Records from a data collection ▸
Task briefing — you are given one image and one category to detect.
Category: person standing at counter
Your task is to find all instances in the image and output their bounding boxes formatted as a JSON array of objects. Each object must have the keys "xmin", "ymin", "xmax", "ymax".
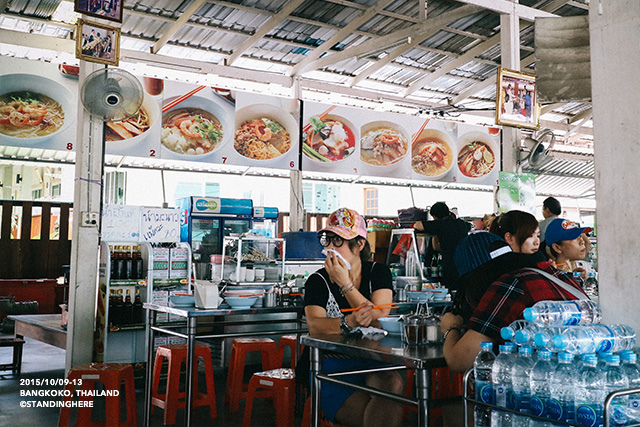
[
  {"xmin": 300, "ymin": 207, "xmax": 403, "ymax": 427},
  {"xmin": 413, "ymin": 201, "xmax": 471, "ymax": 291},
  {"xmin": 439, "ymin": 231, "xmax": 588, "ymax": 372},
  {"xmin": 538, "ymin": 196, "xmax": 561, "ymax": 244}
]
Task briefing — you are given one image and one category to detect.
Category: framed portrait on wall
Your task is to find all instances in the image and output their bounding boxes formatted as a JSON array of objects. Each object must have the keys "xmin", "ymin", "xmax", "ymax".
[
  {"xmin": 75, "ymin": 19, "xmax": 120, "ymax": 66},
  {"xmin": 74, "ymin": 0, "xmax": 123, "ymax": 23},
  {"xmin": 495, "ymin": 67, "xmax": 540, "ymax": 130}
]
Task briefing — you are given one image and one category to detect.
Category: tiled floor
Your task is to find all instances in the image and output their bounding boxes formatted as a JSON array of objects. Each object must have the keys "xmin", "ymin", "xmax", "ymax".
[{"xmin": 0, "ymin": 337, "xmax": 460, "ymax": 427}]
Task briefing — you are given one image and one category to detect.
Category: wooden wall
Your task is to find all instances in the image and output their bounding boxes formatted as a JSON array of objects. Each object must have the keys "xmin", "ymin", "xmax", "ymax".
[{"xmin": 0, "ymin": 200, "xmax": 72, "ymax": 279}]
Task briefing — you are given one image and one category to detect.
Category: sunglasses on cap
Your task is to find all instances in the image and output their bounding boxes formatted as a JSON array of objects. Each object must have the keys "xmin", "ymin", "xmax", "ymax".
...
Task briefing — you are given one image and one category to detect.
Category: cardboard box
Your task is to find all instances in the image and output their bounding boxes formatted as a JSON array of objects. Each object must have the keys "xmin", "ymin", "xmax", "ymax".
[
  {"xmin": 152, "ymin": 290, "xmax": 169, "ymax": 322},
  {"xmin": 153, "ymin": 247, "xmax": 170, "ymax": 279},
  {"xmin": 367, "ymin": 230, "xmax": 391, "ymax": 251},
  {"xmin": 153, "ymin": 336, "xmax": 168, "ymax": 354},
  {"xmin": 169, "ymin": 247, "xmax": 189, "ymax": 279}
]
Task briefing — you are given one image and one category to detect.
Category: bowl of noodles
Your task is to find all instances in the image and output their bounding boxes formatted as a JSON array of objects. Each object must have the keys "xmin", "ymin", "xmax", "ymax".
---
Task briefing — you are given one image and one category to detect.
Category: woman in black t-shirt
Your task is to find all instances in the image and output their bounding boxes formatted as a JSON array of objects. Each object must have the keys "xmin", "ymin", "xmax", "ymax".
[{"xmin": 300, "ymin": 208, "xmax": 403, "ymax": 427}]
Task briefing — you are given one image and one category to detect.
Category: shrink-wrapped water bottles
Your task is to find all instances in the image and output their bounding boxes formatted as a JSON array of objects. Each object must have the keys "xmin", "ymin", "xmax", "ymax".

What you will do ▸ The expected answer is a copy of each line in the records that holds the word "wall".

Written response ▸
Category: framed portrait on wall
Category: wooden wall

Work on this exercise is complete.